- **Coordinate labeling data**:
-=-=-=-=-

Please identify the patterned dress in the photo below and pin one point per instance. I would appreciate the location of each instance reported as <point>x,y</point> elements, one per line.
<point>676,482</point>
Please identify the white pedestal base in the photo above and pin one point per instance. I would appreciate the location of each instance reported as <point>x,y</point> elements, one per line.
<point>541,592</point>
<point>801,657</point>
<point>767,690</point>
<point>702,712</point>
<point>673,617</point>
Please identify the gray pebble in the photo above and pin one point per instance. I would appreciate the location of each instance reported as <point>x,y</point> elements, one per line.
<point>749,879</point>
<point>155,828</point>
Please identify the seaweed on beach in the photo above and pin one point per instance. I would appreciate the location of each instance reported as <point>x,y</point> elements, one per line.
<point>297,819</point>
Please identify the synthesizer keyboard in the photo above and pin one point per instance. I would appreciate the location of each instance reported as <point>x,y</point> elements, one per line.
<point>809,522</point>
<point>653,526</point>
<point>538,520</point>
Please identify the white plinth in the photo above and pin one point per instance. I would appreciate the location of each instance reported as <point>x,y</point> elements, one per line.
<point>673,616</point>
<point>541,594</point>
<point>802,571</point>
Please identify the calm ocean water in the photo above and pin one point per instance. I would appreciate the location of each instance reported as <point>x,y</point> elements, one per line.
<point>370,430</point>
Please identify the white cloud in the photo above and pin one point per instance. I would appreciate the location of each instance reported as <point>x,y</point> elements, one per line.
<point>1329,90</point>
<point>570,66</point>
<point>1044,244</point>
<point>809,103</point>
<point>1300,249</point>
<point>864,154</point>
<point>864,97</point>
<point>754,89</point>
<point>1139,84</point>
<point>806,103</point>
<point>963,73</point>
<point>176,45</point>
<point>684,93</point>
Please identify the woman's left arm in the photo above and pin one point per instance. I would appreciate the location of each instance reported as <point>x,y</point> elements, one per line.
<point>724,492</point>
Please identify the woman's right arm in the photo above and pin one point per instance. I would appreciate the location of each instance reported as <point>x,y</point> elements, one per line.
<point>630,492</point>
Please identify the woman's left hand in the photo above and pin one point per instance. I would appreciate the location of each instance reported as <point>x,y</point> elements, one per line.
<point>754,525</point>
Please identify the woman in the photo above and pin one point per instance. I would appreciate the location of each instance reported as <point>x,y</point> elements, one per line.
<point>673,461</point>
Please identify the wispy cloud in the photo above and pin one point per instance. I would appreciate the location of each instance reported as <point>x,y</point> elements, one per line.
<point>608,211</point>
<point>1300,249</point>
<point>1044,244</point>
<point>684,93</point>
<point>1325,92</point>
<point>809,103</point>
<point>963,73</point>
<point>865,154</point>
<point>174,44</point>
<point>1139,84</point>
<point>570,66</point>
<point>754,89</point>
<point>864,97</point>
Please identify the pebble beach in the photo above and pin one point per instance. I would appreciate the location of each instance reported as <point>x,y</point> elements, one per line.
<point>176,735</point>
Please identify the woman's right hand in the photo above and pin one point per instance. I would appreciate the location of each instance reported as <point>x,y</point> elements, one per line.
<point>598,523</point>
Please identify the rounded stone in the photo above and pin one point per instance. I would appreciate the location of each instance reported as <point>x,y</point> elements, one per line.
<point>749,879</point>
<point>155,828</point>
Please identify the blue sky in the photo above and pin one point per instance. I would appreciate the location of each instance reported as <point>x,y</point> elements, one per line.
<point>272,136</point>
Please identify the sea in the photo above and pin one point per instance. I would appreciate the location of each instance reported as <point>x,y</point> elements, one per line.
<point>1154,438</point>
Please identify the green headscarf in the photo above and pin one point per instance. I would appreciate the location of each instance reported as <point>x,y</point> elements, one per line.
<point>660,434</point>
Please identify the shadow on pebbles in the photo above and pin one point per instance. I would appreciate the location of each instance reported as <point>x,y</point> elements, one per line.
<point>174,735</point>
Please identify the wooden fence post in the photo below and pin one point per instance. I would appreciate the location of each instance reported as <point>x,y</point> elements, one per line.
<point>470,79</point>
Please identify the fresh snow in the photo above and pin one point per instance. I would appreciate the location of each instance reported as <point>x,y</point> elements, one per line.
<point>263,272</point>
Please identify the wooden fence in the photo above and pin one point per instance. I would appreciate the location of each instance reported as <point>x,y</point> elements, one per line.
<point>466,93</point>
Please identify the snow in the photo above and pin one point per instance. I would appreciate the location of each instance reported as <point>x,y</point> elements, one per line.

-=-=-=-=-

- **Aim**: Update the data above by replacing each occurrence of "pin one point per instance" with "place one point on each instance" and leaving everything else unchanged.

- **Output of the exercise**:
Please identify the patterned dress in the photo below and place one point on each instance. I would appreciate the location of each instance reported as <point>x,y</point> elements, one per line.
<point>676,482</point>
Please identify the white pedestal base in the photo above and place one point on each instance. I would appreciate the location of each instance reported as <point>x,y</point> elements, one per line.
<point>541,592</point>
<point>801,657</point>
<point>767,690</point>
<point>702,712</point>
<point>673,617</point>
Please identify the gray pebble in the photo above and place one point on each instance. I would appreciate the location of each instance reported as <point>x,y</point> elements, one per line.
<point>749,879</point>
<point>155,828</point>
Please identify the seaweed on beach in the photo above and place one point on each instance. I would appreciate the location of each instance reported as <point>x,y</point> elements, one per line.
<point>297,819</point>
Please identify the synthesizer keyboard in the photo above and place one point on each instance. I would appreciate the location of each instance reported as <point>x,y</point> elements, one per line.
<point>809,522</point>
<point>653,526</point>
<point>538,520</point>
Please identify the white plinth in the photo above and place one point on each instance. I would appreciate the location of each instance reported as <point>x,y</point> elements, one per line.
<point>673,616</point>
<point>541,594</point>
<point>802,571</point>
Please identify the calm ocean water in the photo above and place one point on each instance. I would appreciate the location of each instance reported as <point>x,y</point> elements, one per line.
<point>370,430</point>
Please identify the white cloud in the photo above and place one point on each instance. I would appreciate the location of each instance reported as <point>x,y</point> elements, one per line.
<point>1329,90</point>
<point>570,66</point>
<point>1044,244</point>
<point>809,103</point>
<point>1300,249</point>
<point>864,154</point>
<point>864,97</point>
<point>754,89</point>
<point>1139,84</point>
<point>806,103</point>
<point>963,73</point>
<point>176,45</point>
<point>684,93</point>
Please identify the woman's left arm in the photo above and place one point on each instance. I would appreciate the location of each instance reported as <point>x,y</point> elements, one per line.
<point>724,492</point>
Please identify the woman's right arm in the photo above and place one point on each instance. I would appreciate the location of each instance reported as <point>x,y</point> elements, one per line.
<point>630,492</point>
Please identify the woman's left hand in the photo above and place one point on each instance. I would appreciate the location of each instance reported as <point>x,y</point> elements, one per line.
<point>754,525</point>
Please identify the woman in the photo above and place one point on each instance. I would appreciate the location of each instance reported as <point>x,y</point> elements, one per line.
<point>673,461</point>
Please identify the wispy cloud in the photo above and place one point on each instance. I would appreciate the location of each instance reported as <point>x,y</point> elements, one per line.
<point>608,211</point>
<point>1300,249</point>
<point>1044,244</point>
<point>684,93</point>
<point>1325,92</point>
<point>809,103</point>
<point>963,73</point>
<point>865,154</point>
<point>174,44</point>
<point>1139,84</point>
<point>570,66</point>
<point>754,89</point>
<point>864,97</point>
Please identify the pebble beach in the photo above and place one point on each instance. I would appreciate the location of each instance reported as <point>x,y</point> elements, one per line.
<point>176,735</point>
Please identify the woman's right hand in the photo above and place one point on each instance. I would appreciate the location of each instance reported as <point>x,y</point> elements, one per line.
<point>598,523</point>
Please identify the rounded stone in the photo above and place one point on each instance. I would appreciate the location of each instance reported as <point>x,y</point> elements, one per line.
<point>749,879</point>
<point>155,828</point>
Please identify the blue sky in the photo above and place one point on each instance. I would appreciate the location of each instance reported as <point>x,y</point> elements, one per line.
<point>272,136</point>
Please identify the sea in the photo above and place one point on each instance. I would appreciate the location of each instance reported as <point>x,y</point> elements, one per line.
<point>1154,438</point>
Please identify the green headscarf in the photo above and place one point on each instance. I would appreciate the location of each instance reported as <point>x,y</point> elements, one per line.
<point>660,434</point>
Please identify the shadow on pebbles in the photo above and place one point on each instance. I would appreciate the location of each instance reported as <point>x,y</point> elements, one per line.
<point>174,735</point>
Please identify the wooden fence post in the photo below and place one point on each instance. I would appreciate the location of each instance reported as <point>x,y</point> elements, one per line.
<point>470,79</point>
Please identify the fresh snow in the photo above and place one point on each instance. I would appreciate the location of each instance reported as <point>x,y</point> elements, one per line.
<point>263,272</point>
Please identify the wooden fence in the photo above and place one point on each instance. I would appreciate the location of each instance reported as <point>x,y</point> elements, one per line.
<point>466,93</point>
Please identify the snow in the photo above and place one point on each instance. I would appreciate the location of each instance reported as <point>x,y</point> elements, one per line.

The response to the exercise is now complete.